● **TEXT PASSAGE**
The v1.3.0 code is available on the legacy branch:

git clone https://github.com/Qtgcy08/MemFS.git
cd MemFS
git checkout legacy

If you're using MEMORY_FILE_PATH, please migrate to MEMORY_DIR before upgrading.

🧪 Testing

# Full test suite (22 tests)
node test_mcp_full.mjs

# Git Sync tests
node test_gitsync.mjs

⚙️ Comparison with Original MCP Memory

| Dimension | Original | MemFS | |-----------|----------|-------| | Observation Storage | Embedded in entities | Centralized + ID reference | | Data Sharing | Not supported | Hard-link style sharing | | Update Mechanism | Direct overwrite | Copy-on-Write | | Search Capability | Simple keyword | BM25 + Fuzzy | | Orphan Detection |理论上不存在孤儿观察 | Supported | | Cache Mechanism | None | 30s TTL | | Windows Compatibility | Unknown | Graceful degradation |

📚 Design Philosophy

What? You're still reading? Well, alright.

Honestly, this project started because:

LLM context is limited — can't stuff all knowledge into prompts
Filesystem is a great invention — handling "multiple data sharing same content" is mature
Humanities research has special needs — concepts, literature, citation relationships
Controllability > SOTA — no need for black-box vector models

So:

Borrow filesystem wisdom: inode table, hard links, copy-on-write
Search uses BM25 + Fuzzy: lightweight, explainable, transparent, controllable
Expose as tools: 16 MCP tools, LLM calls on demand

Result? — A quiet, efficient, unobtrusive knowledge management tool.

📄 License

Apache License 2.0

Manage knowledge the filesystem way—bringing order to chaos.

● **TASK BRIEF**
Reproduce the MemFS text word for word from "The v1.3.0 code" to "suite (22 tests)".

● **DATA EXTRACTS**
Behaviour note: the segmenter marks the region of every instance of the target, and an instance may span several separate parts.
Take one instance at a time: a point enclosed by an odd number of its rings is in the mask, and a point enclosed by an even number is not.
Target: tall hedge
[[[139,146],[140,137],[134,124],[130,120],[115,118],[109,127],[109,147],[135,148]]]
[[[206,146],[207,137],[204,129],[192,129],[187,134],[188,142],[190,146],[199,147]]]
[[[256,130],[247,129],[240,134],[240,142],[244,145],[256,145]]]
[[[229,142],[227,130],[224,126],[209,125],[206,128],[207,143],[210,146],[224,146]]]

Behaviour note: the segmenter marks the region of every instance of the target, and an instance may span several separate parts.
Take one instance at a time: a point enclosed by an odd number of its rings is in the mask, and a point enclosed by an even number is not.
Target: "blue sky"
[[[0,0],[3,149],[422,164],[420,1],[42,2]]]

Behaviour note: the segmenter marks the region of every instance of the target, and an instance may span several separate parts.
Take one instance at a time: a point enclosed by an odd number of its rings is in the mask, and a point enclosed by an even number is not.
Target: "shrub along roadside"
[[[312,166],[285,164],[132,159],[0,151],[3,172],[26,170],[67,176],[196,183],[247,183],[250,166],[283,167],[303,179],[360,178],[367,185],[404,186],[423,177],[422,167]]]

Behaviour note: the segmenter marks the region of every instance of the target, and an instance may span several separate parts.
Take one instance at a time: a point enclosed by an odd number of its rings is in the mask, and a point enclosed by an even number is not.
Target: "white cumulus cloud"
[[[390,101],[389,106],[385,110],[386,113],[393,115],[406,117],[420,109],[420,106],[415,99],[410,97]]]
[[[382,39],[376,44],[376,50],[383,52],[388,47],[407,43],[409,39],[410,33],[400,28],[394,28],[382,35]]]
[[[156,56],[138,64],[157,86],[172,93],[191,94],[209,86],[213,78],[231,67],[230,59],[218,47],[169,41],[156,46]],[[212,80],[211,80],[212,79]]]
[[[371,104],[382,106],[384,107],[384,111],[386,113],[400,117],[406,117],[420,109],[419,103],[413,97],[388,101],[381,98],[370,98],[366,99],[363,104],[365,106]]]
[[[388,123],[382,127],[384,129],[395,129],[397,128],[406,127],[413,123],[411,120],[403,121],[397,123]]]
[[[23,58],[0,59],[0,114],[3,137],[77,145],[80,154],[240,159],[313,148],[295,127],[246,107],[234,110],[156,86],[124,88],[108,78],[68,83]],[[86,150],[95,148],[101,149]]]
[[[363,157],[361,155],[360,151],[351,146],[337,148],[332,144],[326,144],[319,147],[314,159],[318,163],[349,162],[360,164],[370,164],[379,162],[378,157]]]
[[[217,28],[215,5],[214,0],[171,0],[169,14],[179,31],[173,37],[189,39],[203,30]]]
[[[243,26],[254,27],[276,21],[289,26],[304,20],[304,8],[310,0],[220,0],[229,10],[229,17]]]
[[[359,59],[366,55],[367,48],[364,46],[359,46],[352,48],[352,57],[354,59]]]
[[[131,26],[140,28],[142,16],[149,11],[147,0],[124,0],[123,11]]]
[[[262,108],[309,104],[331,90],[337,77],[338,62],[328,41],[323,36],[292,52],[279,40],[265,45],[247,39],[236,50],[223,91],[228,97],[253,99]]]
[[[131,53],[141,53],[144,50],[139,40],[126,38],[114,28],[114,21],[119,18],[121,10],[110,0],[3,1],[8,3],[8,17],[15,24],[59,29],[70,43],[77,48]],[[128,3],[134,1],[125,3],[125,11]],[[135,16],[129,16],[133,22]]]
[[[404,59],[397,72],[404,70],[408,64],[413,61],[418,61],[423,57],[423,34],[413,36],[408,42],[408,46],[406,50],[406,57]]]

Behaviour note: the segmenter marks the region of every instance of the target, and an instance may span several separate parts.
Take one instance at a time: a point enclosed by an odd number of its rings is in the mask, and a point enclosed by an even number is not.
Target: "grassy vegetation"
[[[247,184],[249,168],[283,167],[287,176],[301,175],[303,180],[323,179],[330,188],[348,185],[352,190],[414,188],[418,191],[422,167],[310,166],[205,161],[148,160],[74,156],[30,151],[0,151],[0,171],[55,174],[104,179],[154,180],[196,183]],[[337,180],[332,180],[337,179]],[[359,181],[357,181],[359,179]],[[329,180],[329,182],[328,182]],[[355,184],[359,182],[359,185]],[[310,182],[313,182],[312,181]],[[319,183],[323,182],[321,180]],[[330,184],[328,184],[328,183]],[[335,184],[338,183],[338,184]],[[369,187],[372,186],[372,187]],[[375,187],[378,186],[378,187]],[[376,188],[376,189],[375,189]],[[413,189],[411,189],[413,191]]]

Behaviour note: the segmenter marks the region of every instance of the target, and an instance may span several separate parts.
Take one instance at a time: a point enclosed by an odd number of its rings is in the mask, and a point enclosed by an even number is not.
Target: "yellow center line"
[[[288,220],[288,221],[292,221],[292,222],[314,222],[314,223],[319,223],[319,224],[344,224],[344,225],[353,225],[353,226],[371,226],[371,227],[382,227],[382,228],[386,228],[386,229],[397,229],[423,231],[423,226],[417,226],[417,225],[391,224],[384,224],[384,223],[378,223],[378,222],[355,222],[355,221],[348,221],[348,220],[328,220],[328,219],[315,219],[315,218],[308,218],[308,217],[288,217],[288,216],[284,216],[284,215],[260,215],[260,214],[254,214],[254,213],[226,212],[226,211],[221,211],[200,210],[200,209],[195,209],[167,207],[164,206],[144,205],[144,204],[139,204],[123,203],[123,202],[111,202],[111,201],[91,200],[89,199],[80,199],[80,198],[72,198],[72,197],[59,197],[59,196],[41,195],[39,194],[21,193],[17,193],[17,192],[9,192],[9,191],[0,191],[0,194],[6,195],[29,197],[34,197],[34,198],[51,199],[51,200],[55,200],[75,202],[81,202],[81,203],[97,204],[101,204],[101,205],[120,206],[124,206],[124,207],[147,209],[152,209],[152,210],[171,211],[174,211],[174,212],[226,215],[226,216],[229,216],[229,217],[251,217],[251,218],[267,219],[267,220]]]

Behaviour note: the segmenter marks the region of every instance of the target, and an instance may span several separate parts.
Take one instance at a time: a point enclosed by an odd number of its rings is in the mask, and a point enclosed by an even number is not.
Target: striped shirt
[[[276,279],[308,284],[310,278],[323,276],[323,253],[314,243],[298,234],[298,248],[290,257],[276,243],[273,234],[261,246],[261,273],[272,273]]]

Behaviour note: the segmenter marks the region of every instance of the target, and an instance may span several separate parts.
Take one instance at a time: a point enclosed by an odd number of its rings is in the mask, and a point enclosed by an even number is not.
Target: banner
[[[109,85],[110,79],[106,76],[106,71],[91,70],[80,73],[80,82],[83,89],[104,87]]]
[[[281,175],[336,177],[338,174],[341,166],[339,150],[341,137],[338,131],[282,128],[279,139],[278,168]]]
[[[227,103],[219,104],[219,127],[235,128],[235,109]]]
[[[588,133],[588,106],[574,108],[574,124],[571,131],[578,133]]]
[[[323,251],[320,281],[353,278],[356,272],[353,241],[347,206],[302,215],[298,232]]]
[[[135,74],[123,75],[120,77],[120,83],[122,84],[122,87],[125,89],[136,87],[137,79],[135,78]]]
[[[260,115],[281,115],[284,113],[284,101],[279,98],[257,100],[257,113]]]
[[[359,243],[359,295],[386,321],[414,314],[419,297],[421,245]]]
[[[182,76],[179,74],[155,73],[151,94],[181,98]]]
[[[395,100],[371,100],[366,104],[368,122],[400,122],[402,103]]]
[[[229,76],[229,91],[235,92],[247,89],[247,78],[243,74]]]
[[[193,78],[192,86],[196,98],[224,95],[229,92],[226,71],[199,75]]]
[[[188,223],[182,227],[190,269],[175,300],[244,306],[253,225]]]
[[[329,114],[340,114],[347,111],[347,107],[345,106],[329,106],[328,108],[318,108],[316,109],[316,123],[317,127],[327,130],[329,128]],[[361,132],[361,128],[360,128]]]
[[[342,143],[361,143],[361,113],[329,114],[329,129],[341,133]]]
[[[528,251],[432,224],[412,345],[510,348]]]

● **SOLUTION**
The v1.3.0 code is available on the legacy branch:

git clone https://github.com/Qtgcy08/MemFS.git
cd MemFS
git checkout legacy

If you're using MEMORY_FILE_PATH, please migrate to MEMORY_DIR before upgrading.

🧪 Testing

# Full test suite (22 tests)